» **Data excerpts**
_ _ _ _ _ _ _

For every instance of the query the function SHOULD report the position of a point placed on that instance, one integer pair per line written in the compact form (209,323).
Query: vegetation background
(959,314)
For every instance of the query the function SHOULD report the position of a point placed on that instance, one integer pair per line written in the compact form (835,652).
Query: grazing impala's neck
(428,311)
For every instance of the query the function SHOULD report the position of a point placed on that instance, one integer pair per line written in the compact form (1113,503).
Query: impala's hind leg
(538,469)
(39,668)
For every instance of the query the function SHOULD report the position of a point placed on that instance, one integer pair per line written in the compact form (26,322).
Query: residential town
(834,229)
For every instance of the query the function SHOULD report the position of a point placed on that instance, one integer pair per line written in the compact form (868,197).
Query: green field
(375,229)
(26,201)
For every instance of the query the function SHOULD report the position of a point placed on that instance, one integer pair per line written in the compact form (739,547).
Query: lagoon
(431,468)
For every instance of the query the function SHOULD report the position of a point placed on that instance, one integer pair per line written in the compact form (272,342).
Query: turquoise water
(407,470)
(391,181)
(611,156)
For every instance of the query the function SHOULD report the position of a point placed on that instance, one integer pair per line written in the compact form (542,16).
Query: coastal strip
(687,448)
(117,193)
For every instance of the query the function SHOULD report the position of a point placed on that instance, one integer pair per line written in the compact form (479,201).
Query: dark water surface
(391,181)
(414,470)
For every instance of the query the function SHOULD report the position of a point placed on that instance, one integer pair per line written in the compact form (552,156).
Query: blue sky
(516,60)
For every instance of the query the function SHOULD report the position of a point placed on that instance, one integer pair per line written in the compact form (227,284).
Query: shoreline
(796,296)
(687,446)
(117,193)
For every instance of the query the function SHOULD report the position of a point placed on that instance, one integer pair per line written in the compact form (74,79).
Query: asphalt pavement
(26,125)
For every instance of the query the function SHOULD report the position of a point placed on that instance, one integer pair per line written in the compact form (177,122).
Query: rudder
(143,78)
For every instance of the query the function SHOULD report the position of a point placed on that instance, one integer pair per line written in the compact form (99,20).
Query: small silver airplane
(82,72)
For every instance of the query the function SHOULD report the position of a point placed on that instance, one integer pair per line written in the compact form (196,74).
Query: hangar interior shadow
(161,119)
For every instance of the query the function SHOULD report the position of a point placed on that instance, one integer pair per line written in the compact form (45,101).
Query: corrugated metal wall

_ _ _ _ _ _ _

» **Problem to solve**
Your response should consist of the full listing, exactly as written.

» **Exercise result**
For every instance of the query the function SHOULD report the position of a point placed on that instance, one integer pair per line written in the compact form (209,323).
Query: vegetation background
(959,314)
For every instance of the query the function SHOULD report the position of a point placed on that instance, one integer pair per line written in the compact form (835,652).
Query: grazing impala's neck
(428,311)
For every instance of the query the function SHOULD report the position of a point placed on that instance, one integer pair per line written in the compact form (1113,503).
Query: impala's hind leg
(538,469)
(39,668)
For every instance of the query the function SHOULD report the position of a point placed on that instance, one integer pair per line written in the compact form (26,322).
Query: residential town
(834,229)
For every instance of the query the function SHOULD report the position of a point placed on that instance, one integer pair per line written in the compact form (868,197).
Query: green field
(375,229)
(26,201)
For every instance of the query the function SHOULD report the position of a point placed on that instance, one integer pair per line written in the compact form (739,547).
Query: lagoon
(431,468)
For every instance of the query the function SHOULD report the position of a point placed on that instance, one integer pair per line written in the compact form (272,342).
Query: turquoise water
(407,470)
(391,181)
(611,156)
For every instance of the query the function SHOULD report the position of a point placed on that instance, one integer pair per line written in the compact form (542,16).
Query: coastal strip
(687,448)
(117,193)
For every instance of the query the function SHOULD report the position of a point placed on that instance, one integer pair per line written in the compact form (479,201).
Query: dark water surface
(391,181)
(414,470)
For every instance of the query the function SHOULD report the position of a point placed on that instance, one integer pair per line written in the compact form (552,156).
Query: blue sky
(516,60)
For every instance of the query the function SHOULD report the position of a point placed on that instance, one integer pair per line written in the compact form (227,284).
Query: shoreline
(796,296)
(687,446)
(117,193)
For every instance of the query the function SHOULD report the position of a point placed on that instance, one integer pair per line written in the compact form (74,79).
Query: asphalt pavement
(26,125)
For every instance of the query the function SHOULD report the position of a point placed on that instance, one integer pair per line written in the compact form (177,122).
Query: rudder
(143,78)
For every instance of the query the function SHOULD report the position of a point placed on that instance, one integer pair per line written in the compact form (99,20).
Query: small silver airplane
(82,72)
For every instance of the query the function SHOULD report the position of a point placed on that instance, one integer pair per line written in the compact form (196,74).
Query: hangar interior shadow
(161,119)
For every instance of the query the function SHOULD report the position of a point placed on that instance, one integer pair per line written in the compact form (45,101).
Query: corrugated metal wall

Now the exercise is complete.